_TASK 1_:
Answer the following from the text on the socle of a direct product of finite groups, one line each:
(a) What notation denotes the socle of a group G?
(b) Which inclusion does the poster say seems to be true?
(c) For which groups A_i does the poster guess the equality holds?
_TASK 2_:
Decide whether each statement below agrees with the text on the socle of a direct product of finite groups. Answer yes or no and quote the deciding words.
(a) The socle is generated by minimal subgroups among normal subgroups of the group.
(b) The poster is certain that the ⊆ inclusion holds in general.
(c) The reply takes N to be a minimal normal subgroup of the direct product.
_TASK 3_: Proceed with the thread on the socle of a direct product of finite groups, picking up after its final sentence.

_ARTICLE_:
________________

# Socle of a direct product of finite groups.

The socle of a group $$G$$ is defined as the subgroup generated by minimal subgroups among normal subgroups of $$G$$, and it is denoted as $$\textrm{Soc}(G)$$.

Suppose $$A_1,...,A_n$$ are finite groups. Is it true that $$\textrm{Soc}(A_1 \times ... \times A_n) = \textrm{Soc}(A_1) \times ... \times \textrm{Soc}(A_n)$$ ?

The $$\supseteq$$ inclusion seems to be true, but I'm not sure whether the inclusion $$\subseteq$$ is generally true (though I would guess it is true in the case of all the groups $$A_i$$ being abelian, for example - I think this might be true because in a direct product of abelian groups, minimal groups are cyclic groups prime order).

Let $$N$$ be a minimal normal subgroup of $$G = A_1 \times \cdots \times A_n$$. If $$N \le A_i$$ for some $$i$$ then $$N \le {\rm Soc}(A_i)$$, so suppose not, and suppose that $$N$$ projects nontrivially onto $$A_1$$ and $$A_2$$, say.

________________

_DATA LINES_:
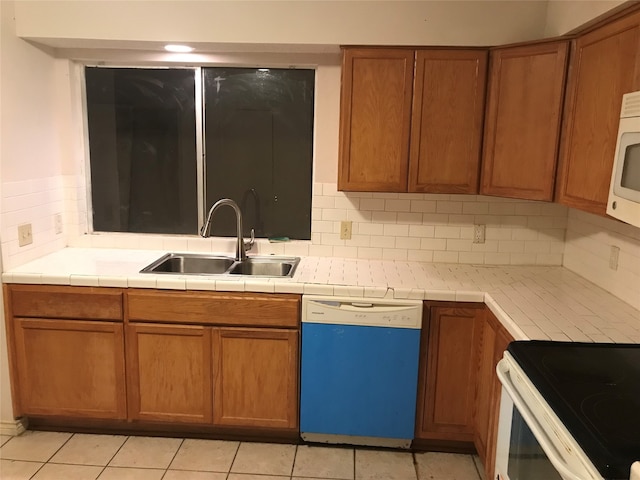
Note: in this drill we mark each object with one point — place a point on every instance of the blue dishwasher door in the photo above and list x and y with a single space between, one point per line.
359 380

________________

_ANSWER 1_:
(a) Soc(G)
(b) The ⊇ inclusion
(c) Groups A_i that are all abelian

_ANSWER 2_:
(a) Yes: "generated by minimal subgroups among normal subgroups of"
(b) No: "I'm not sure whether the inclusion"
(c) Yes: "be a minimal normal subgroup of"

_ANSWER 3_:
Then $$N$$ cannot contain any elements $$(h,1,\ldots)$$ with $$h\ne 1$$ because the set of such elements would form a smaller normal subgroup than $$N$$.
But this implies that the projection $$N_1$$ of $$N$$ onto $$A_1$$ must lie in $$Z(A_1)$$, since otherwise $$N$$ would contain elements $$([g,h],1,\ldots)$$ with $$h \in N_1$$, $$g \in A_1$$ and $$[g,h] \ne 1$$.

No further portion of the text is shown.